TEXT TO READ -
───

Zelenskyy gets US help from "The Family"

If you see evangelical House Republicans softening their opposition to military aid for Ukraine, don’t assume it’s divine intervention.

While most mainstream news hasn’t picked up on it, religious media outlets have started to notice how Russian President Vladimir Putin is waging a war on that most sacred of right-wing cows: Religious freedom.

That message is coming — with elements of truth but also an agenda — from a small but well-connected cadre of Ukrainian and American evangelicals, including prayer-breakfast leaders.

And right-wing Ukrainian evangelicals with strong ties to American counterparts just won an important ask from Ukrainian President Volodymyr Zelenskyy, right as House Republicans are considering whether to help him.

The dynamics of all this carry echoes of the “perfect” phone call in which then-Pres. Donald Trump threatened to block aid to Ukraine. Except this time it’s played out in public, for evangelical audiences, anyway.

The quiet, religious diplomacy has been bookended by two high-powered meetings, virtually unreported in the U.S., that could change the course of the war and Ukraine’s future.

One meeting involved House Speaker Mike Johnson (R-LA). That was January, in DC. The other was last week in Ukraine, with Zelenskyy himself.

───

SUPPLIED MATERIAL -

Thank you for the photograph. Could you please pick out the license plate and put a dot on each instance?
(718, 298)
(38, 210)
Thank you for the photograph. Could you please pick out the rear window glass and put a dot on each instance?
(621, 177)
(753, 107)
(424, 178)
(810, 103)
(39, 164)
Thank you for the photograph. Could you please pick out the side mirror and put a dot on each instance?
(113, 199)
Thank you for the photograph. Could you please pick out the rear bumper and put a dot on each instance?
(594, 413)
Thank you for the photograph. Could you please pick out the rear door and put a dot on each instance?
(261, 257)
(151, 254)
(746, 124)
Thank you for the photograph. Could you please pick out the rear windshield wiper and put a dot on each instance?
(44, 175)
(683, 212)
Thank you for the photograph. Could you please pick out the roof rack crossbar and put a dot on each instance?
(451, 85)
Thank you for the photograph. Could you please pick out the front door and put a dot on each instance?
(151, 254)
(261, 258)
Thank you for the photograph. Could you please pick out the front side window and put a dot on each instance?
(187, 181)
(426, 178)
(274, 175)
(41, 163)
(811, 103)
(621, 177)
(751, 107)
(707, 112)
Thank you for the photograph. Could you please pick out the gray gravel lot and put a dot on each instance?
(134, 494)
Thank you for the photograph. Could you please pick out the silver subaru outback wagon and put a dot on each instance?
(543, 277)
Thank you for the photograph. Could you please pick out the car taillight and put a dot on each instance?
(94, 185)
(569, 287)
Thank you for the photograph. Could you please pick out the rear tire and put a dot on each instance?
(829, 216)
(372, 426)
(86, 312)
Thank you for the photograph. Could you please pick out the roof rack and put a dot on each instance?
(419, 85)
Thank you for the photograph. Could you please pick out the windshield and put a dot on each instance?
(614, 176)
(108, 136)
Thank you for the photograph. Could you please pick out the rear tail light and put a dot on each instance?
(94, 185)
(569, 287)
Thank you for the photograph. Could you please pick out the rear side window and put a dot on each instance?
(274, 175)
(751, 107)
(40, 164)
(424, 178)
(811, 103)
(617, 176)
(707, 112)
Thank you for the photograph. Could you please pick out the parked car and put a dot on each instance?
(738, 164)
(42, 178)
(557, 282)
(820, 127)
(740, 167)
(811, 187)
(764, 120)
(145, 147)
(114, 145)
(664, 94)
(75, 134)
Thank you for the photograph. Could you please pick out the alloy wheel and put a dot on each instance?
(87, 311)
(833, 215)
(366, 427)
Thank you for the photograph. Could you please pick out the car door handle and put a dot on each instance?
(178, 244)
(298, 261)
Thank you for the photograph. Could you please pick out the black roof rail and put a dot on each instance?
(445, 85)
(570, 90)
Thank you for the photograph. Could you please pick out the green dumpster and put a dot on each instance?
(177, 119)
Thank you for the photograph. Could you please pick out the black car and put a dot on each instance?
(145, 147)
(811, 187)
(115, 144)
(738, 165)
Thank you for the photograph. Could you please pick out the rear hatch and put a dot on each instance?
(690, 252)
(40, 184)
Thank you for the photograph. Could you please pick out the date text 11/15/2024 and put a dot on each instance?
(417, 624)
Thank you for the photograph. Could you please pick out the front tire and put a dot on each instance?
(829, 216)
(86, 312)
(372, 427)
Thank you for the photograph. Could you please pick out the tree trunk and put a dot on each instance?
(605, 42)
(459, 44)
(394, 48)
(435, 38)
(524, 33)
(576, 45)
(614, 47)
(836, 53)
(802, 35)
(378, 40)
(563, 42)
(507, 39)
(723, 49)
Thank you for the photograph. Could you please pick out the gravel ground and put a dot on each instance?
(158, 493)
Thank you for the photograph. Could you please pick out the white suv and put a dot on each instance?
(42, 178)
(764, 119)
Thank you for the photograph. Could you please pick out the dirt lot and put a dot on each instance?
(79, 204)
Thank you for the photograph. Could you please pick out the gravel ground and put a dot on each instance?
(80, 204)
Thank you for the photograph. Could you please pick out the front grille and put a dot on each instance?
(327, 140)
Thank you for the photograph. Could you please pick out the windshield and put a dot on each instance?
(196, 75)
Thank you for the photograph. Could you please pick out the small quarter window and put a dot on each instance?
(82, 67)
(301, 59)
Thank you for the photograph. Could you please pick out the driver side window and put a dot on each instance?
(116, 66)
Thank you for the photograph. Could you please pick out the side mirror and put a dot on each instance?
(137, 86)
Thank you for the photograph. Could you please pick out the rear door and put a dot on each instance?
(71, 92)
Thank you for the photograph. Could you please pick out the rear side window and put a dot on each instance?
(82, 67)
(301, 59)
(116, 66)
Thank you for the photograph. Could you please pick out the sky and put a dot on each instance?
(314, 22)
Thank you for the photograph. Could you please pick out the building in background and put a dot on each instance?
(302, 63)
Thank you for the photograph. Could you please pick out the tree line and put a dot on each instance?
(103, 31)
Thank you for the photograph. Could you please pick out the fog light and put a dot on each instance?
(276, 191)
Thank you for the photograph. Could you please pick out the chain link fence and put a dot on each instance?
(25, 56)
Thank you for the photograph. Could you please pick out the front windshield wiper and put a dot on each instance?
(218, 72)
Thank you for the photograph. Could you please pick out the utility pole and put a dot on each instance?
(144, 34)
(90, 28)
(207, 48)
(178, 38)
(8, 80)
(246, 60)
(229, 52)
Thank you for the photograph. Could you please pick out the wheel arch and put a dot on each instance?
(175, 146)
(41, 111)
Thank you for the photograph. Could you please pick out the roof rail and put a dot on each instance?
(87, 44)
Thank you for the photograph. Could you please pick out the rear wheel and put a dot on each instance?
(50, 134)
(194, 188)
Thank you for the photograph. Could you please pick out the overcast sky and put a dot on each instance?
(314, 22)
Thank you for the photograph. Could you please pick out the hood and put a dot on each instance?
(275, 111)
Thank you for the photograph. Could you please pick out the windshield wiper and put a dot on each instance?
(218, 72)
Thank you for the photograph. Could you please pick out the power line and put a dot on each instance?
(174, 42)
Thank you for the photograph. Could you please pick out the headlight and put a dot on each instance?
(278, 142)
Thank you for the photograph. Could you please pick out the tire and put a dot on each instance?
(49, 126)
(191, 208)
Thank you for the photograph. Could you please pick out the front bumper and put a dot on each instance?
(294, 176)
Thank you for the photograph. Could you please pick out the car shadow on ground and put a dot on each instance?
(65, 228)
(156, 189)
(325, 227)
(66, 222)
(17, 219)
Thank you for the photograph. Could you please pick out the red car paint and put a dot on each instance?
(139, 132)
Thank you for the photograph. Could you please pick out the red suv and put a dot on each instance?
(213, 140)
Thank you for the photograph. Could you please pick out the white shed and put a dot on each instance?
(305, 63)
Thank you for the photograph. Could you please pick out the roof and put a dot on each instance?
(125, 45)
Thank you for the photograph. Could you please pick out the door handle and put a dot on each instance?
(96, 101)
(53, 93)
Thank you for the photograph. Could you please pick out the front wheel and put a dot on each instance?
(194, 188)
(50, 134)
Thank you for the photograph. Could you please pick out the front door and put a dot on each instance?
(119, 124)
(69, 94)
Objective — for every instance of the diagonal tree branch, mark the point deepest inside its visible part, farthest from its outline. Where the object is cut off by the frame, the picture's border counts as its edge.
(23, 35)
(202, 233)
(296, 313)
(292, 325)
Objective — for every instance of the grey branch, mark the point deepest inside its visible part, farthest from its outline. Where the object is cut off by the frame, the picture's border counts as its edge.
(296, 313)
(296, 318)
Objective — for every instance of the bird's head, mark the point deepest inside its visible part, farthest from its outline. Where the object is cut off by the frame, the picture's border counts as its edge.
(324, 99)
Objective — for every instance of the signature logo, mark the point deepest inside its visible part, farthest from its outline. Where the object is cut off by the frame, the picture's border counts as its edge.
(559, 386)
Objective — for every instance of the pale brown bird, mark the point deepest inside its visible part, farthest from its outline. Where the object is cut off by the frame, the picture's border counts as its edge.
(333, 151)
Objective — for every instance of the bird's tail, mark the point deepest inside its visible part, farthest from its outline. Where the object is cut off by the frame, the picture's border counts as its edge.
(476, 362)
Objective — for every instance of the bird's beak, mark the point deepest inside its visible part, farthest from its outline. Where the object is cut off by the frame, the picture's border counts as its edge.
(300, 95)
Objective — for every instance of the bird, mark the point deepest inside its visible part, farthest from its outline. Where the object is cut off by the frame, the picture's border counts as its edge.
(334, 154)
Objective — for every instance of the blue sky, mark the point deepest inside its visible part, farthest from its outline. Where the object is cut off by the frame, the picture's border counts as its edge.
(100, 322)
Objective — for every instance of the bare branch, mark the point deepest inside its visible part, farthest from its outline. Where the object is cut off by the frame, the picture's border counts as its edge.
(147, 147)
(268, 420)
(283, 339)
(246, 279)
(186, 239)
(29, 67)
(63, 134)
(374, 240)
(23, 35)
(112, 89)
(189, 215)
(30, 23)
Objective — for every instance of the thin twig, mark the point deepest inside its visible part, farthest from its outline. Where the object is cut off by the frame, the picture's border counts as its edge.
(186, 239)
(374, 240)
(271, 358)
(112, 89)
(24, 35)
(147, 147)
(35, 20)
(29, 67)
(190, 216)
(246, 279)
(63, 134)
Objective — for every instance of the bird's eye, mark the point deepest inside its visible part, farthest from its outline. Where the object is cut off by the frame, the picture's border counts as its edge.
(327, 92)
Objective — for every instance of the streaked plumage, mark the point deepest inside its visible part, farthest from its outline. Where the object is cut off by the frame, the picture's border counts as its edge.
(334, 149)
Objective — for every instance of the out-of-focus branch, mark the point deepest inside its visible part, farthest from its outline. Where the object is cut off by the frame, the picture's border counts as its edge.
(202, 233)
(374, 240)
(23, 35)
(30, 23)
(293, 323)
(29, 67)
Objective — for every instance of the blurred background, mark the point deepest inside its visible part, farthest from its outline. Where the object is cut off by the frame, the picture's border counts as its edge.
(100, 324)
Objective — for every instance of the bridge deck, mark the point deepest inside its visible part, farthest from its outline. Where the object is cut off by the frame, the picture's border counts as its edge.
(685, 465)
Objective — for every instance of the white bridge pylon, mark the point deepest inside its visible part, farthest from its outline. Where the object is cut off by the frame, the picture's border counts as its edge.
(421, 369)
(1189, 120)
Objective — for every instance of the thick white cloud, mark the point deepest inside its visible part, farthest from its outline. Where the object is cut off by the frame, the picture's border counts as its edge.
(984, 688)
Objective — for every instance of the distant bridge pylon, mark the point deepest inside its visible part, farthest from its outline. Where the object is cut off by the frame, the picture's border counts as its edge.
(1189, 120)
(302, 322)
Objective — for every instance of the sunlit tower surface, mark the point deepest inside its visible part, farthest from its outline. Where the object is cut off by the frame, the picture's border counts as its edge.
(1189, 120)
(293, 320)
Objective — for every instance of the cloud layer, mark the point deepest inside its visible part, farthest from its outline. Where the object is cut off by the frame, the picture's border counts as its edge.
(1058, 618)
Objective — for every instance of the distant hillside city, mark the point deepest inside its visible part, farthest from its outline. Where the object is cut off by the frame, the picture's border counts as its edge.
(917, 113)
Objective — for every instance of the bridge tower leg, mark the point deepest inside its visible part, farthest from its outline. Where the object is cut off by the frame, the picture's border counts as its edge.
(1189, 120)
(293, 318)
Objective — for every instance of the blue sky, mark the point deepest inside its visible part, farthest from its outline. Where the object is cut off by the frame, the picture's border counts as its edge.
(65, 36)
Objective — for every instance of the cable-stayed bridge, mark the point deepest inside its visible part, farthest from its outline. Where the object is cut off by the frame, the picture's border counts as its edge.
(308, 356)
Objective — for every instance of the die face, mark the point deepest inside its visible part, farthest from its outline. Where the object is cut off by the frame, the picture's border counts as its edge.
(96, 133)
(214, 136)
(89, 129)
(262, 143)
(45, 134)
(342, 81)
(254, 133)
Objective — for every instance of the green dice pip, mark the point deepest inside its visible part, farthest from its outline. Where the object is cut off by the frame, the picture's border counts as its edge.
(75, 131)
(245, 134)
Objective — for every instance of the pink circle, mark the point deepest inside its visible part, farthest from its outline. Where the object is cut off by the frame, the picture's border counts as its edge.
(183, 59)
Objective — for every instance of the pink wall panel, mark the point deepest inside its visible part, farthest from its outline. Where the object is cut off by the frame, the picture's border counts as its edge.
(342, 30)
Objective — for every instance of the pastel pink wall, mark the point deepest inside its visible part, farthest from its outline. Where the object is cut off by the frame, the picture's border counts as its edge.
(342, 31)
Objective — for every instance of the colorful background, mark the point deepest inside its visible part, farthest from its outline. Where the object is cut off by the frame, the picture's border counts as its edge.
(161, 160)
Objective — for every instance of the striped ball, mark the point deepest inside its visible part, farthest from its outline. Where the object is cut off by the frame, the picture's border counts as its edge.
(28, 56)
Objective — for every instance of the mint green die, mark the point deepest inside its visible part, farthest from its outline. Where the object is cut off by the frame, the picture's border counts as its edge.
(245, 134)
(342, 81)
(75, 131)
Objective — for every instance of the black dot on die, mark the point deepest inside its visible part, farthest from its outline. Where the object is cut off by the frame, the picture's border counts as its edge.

───

TASKS -
(A) Name every person the article on Zelenskyy and "The Family" mentions by name.
(B) Answer these from the article on Zelenskyy and "The Family":
(i) According to religious media outlets, what is Putin waging a war on?
(ii) When and where did the meeting with Mike Johnson take place?
(iii) Where was the other meeting held, and with whom?
(C) Write the next part of the article on Zelenskyy and "The Family", picking up after its final sentence.

ANSWERS TO THE TASKS -
(A)
Volodymyr Zelenskyy
Vladimir Putin
Donald Trump
Mike Johnson

(B)
(i) Religious freedom.
(ii) In January, in DC.
(iii) In Ukraine, last week, with Zelenskyy himself.

(C)
Evangelical Bookends

It’s not clear how the first meeting came about. And it may have been brief, given that photos of it were taken in a hallway. But it was long enough for the Ukrainians to deliver Johnson a message.

The Ukrainians were in Washington for what used to be known as the National Prayer Breakfast, now called the NPB Gathering but still staged by the Fellowship Foundation (aka The Family). The Ukrainians planned a whole week of events around the annual breakfast.

Their meeting with Johnson was recounted on social media and in Ukrainian media, especially on platforms with a religious bent. And it appears to have been planned beforehand, because the Ukrainian Institute for Religious Freedom reported that Christian Ukrainian leaders almost three weeks beforehand agreed on the language of a joint letter to hand-deliver to Johnson.

Ukrainian media named four of the Ukrainians who met with Johnson, including these three clergymen:

  • Valerii Antoniuk, head of the All-Ukrainian Union of the Churches of Evangelical Christians-Baptists

  • Anatoliy Kozachok, senior bishop of the Ukrainian Pentecostal Church

  • Stanislav Nosov, president of Ukraine’s Seventh-day Adventist Church

The three clerics represent denominations explicitly evangelical or closely adjacent. They got the meeting with Johnson even though evangelicals make up only two percent of Ukraine’s population. (Last year, Johnson declined to meet with an ecumenical group of Ukrainian religious leaders whose ranks included Jews and Muslims.)

“It was important for brother Mike,” Antoniuk said, “to hear the voice of fellow believers.”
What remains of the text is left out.